## ACTIVITY:
Make a verbatim copy of the records; pictures stay out.
(Beginning of DATA RECORDS)
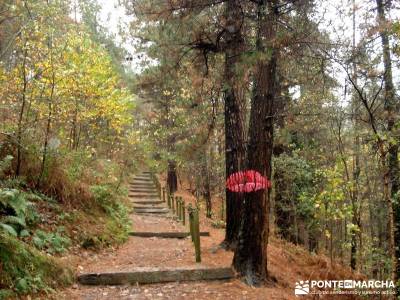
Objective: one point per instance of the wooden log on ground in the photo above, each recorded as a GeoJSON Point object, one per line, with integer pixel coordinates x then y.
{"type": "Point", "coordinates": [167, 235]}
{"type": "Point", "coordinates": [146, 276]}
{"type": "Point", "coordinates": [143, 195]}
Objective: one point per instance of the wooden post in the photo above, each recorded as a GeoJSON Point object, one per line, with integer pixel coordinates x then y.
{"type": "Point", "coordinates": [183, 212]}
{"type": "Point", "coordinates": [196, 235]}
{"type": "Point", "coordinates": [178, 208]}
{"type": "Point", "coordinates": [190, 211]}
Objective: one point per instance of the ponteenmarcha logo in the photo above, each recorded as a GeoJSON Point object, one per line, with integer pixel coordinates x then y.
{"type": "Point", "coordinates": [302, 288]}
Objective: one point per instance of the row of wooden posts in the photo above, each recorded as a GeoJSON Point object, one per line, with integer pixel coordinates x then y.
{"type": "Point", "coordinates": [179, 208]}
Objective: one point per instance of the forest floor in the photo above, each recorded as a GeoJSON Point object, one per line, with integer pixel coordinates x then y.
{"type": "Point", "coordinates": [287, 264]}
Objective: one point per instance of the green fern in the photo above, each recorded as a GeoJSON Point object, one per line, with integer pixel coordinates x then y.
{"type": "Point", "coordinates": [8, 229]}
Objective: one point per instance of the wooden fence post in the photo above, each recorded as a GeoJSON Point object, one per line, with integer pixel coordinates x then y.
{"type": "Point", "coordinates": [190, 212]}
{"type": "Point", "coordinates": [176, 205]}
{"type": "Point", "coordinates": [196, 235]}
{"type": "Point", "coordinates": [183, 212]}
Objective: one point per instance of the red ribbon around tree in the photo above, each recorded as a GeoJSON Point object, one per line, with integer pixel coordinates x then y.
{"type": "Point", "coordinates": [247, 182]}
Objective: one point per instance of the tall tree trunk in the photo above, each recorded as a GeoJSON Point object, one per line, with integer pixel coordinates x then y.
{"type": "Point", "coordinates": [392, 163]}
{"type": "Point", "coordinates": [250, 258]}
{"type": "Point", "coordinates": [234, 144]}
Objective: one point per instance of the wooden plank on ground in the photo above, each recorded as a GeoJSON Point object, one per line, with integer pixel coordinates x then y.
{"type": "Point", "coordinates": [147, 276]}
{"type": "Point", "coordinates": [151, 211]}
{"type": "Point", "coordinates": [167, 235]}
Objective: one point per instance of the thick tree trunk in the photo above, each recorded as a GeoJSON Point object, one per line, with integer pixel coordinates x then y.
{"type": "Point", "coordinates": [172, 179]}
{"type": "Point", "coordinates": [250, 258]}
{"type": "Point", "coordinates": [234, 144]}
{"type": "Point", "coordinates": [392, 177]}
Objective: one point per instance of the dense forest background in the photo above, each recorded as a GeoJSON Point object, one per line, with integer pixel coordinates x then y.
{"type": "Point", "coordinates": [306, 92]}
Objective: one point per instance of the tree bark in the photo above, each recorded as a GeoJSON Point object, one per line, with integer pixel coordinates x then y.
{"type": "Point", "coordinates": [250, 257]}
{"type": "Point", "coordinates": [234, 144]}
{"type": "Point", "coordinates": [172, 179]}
(End of DATA RECORDS)
## TASK RESPONSE:
Objective: one point per instance of the wooden log on ground in the photo above, each recorded as a GeoJSON Point object, one per line, with integer pixel coordinates x then y.
{"type": "Point", "coordinates": [167, 235]}
{"type": "Point", "coordinates": [146, 276]}
{"type": "Point", "coordinates": [143, 195]}
Objective: one point per instance of the wooden post in the photo above, each recorded as a GeoJSON Point object, one per line, with integer pixel coordinates x then y.
{"type": "Point", "coordinates": [183, 212]}
{"type": "Point", "coordinates": [196, 235]}
{"type": "Point", "coordinates": [178, 208]}
{"type": "Point", "coordinates": [190, 211]}
Objective: one point per instance of the ponteenmarcha logo in the photo above, each recorded as a GeoJSON Point object, one per line, with integer pixel coordinates x then y.
{"type": "Point", "coordinates": [302, 288]}
Objective: one point per instance of the row of wooden posts in the photo above, each recorded as a GeoJSON Point object, one per line, with integer pixel coordinates x then y.
{"type": "Point", "coordinates": [179, 208]}
Objective: one point per instance of the forest floor in the photo above, each recorded as a GeoJSON Point object, one per line, with integer pixel coordinates x then y.
{"type": "Point", "coordinates": [287, 264]}
Objective: one point per instance of the green fern in the photo above, each recorded as a GeoJSON Point object, one per line, with integer pixel coordinates x then y.
{"type": "Point", "coordinates": [8, 229]}
Objective: one point per instance of the wooden fence post in the photo above, each recorded as a GeoJSON Point object, one per line, with integer pixel coordinates x then y.
{"type": "Point", "coordinates": [190, 212]}
{"type": "Point", "coordinates": [176, 205]}
{"type": "Point", "coordinates": [196, 235]}
{"type": "Point", "coordinates": [183, 212]}
Objective: one point per instance of the red ribbon around tree in the photo above, each recorded as a GeoJSON Point object, one per line, with integer pixel coordinates x then y.
{"type": "Point", "coordinates": [247, 182]}
Objective: one point per instance of the tall tree trunk in the photo above, each recorded as a GeoJSON Point object, one per line, with integer pixel coordinates x then y.
{"type": "Point", "coordinates": [392, 163]}
{"type": "Point", "coordinates": [250, 258]}
{"type": "Point", "coordinates": [234, 144]}
Objective: one point per instance of the wooden plank on ground in the photo above, each recorded as a GeoJSON Point object, one per line, with integer pixel coordinates x then y.
{"type": "Point", "coordinates": [147, 276]}
{"type": "Point", "coordinates": [151, 211]}
{"type": "Point", "coordinates": [167, 235]}
Objective: one point per instance of the thick tree trunk in the photo above, each recorded as a GeoJSON Point object, one per line, with integer pixel coordinates x then y.
{"type": "Point", "coordinates": [172, 179]}
{"type": "Point", "coordinates": [250, 258]}
{"type": "Point", "coordinates": [234, 144]}
{"type": "Point", "coordinates": [392, 177]}
Objective: one point per instance of the dense forest background in the photo above, each recorded as a GeoJSON Point object, one per line, with integer pixel coordinates x then y.
{"type": "Point", "coordinates": [306, 92]}
Objective: one point per instance of the tree bark in the photo above, each recorded as a GeoJSON Point object, one per line, with integer pixel coordinates x then y.
{"type": "Point", "coordinates": [250, 257]}
{"type": "Point", "coordinates": [234, 144]}
{"type": "Point", "coordinates": [172, 179]}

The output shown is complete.